• Problem requirements:
Nothing but a number belongs in the answer: how many lines of the records below contain the string "land".

Collection entries:
######

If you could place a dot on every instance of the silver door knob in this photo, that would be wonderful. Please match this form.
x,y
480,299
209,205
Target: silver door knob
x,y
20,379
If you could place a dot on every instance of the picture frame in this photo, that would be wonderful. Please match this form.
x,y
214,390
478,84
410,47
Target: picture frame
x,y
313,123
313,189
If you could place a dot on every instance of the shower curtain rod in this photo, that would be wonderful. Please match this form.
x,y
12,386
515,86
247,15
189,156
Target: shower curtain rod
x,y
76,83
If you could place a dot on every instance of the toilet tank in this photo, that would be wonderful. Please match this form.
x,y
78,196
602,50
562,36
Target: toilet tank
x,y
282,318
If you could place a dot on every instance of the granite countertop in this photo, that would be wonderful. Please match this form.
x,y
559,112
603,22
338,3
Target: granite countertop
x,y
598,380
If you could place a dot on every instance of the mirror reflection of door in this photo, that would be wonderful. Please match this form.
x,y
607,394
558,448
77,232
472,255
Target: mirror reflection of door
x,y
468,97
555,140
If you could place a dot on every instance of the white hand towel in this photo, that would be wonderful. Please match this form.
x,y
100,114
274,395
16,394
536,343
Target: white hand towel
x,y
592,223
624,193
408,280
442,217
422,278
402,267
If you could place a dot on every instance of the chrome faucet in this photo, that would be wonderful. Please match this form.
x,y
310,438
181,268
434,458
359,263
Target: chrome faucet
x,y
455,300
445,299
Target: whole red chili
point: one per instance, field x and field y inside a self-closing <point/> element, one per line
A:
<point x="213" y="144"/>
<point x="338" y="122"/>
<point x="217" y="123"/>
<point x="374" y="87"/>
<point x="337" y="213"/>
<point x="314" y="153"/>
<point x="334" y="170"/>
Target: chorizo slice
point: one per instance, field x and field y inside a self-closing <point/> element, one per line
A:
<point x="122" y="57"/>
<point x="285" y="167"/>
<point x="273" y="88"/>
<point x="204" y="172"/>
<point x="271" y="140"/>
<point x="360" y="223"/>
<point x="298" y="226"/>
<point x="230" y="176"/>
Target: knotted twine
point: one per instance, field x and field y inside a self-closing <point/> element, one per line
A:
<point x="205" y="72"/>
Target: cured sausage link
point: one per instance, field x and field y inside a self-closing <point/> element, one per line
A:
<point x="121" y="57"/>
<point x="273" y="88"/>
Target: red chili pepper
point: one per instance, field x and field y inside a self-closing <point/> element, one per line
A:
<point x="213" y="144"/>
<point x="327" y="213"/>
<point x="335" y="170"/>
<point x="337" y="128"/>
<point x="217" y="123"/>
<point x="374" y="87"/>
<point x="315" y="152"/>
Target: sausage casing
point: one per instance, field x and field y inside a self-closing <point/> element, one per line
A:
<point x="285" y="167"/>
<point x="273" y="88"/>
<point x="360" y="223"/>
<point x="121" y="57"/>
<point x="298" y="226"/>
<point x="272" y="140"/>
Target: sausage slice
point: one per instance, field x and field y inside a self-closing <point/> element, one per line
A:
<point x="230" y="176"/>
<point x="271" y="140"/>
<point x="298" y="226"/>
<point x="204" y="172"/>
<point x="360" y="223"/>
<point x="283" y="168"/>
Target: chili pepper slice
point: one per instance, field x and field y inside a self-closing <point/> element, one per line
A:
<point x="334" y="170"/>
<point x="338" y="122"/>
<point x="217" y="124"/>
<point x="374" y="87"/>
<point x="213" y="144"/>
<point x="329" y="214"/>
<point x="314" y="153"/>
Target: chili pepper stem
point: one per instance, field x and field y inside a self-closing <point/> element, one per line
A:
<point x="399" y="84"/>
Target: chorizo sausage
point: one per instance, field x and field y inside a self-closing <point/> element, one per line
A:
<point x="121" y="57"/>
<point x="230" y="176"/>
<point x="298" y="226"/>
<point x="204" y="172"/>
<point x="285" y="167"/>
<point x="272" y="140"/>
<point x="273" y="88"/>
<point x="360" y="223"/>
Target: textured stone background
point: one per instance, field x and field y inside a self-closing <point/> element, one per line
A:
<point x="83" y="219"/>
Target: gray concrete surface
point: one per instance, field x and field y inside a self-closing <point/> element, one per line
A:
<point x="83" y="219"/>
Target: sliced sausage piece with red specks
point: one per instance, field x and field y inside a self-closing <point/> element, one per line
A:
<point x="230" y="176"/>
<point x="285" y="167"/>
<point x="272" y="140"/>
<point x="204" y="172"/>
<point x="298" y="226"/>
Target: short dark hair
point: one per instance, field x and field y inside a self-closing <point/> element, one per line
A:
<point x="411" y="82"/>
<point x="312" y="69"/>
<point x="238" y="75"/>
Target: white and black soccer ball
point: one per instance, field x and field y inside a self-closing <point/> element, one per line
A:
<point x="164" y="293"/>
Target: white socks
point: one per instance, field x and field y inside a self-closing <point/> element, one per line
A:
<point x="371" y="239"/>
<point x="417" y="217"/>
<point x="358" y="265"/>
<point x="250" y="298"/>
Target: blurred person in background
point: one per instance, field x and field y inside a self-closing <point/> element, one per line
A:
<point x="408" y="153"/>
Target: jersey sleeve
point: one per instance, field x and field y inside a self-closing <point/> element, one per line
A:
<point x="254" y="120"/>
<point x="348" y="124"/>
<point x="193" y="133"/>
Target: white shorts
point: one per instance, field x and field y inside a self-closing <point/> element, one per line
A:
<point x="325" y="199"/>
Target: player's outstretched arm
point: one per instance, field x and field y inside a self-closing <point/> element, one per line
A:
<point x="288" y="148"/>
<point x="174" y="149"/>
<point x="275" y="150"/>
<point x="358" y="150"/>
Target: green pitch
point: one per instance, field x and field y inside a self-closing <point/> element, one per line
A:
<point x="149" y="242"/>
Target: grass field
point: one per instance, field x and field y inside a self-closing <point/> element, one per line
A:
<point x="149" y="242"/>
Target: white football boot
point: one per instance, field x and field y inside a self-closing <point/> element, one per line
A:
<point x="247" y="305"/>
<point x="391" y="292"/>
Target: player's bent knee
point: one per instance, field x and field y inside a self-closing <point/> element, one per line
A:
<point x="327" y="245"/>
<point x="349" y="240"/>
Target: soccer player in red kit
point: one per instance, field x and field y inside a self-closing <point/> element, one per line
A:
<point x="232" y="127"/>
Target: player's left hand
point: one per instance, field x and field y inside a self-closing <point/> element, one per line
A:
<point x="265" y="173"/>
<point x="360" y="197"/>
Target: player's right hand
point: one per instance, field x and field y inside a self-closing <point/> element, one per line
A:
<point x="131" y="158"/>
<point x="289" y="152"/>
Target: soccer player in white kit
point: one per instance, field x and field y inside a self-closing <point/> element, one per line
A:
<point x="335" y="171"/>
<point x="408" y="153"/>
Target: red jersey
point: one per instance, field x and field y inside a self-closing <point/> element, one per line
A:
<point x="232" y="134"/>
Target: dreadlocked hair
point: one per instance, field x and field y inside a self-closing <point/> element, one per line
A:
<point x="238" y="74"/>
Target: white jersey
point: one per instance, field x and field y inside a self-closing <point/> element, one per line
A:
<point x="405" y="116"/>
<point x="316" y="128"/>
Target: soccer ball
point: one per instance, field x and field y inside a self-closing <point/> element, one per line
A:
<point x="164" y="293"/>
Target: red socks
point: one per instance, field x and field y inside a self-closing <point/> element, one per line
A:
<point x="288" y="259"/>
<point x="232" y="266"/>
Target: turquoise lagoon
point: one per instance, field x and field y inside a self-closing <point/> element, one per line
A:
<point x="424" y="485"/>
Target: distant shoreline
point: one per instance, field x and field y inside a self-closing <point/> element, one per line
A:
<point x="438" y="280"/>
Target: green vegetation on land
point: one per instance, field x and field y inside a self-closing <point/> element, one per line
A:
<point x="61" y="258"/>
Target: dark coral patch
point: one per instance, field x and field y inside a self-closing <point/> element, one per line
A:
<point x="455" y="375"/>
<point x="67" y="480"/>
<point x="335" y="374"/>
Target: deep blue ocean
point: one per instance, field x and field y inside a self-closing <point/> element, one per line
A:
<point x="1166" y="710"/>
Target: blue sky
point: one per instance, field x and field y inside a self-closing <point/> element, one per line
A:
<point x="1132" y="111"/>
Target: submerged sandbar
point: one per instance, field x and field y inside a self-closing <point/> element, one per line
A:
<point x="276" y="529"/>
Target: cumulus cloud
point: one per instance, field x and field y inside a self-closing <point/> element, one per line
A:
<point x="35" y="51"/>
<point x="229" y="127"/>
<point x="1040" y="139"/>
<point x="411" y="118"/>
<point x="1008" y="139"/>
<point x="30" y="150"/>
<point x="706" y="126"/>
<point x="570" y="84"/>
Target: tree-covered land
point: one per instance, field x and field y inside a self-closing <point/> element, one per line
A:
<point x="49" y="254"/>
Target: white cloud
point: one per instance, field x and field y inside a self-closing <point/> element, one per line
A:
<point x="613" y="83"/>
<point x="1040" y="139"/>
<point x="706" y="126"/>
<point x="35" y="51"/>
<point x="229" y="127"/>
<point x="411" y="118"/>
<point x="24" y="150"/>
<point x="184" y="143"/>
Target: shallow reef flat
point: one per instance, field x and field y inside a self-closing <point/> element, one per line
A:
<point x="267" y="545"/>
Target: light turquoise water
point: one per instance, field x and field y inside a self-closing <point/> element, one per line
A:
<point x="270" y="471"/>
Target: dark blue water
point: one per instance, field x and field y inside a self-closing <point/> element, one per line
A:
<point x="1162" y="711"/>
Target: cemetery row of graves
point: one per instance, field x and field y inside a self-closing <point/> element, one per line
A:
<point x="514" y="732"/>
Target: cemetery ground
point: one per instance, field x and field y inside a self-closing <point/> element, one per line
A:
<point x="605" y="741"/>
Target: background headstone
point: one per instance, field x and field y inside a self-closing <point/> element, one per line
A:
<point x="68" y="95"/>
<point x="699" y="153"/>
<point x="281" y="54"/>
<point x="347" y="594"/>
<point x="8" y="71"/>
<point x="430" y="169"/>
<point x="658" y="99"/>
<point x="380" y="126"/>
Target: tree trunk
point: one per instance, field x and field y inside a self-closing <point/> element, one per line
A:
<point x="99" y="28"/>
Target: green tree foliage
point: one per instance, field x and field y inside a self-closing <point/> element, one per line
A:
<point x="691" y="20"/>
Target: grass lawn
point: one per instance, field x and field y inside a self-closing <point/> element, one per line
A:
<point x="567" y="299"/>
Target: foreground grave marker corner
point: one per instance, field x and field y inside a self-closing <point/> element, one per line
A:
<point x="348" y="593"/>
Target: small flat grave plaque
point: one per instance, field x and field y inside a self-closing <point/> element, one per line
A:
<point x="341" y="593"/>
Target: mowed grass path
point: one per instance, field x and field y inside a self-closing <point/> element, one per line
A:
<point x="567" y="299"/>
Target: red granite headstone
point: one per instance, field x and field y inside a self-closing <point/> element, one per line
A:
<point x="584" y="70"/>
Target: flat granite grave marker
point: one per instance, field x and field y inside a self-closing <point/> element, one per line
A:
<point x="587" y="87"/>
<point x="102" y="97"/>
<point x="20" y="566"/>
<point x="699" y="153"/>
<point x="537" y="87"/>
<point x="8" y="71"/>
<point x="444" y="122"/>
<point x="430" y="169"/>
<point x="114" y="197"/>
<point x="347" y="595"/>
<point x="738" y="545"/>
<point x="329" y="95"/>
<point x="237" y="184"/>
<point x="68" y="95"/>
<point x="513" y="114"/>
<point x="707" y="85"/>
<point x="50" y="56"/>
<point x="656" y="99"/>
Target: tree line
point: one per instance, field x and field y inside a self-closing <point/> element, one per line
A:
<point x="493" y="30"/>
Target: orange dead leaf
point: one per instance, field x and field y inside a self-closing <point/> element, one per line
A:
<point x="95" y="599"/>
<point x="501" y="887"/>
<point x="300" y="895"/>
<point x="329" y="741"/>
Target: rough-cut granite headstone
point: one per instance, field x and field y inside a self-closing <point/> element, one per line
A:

######

• Completed task:
2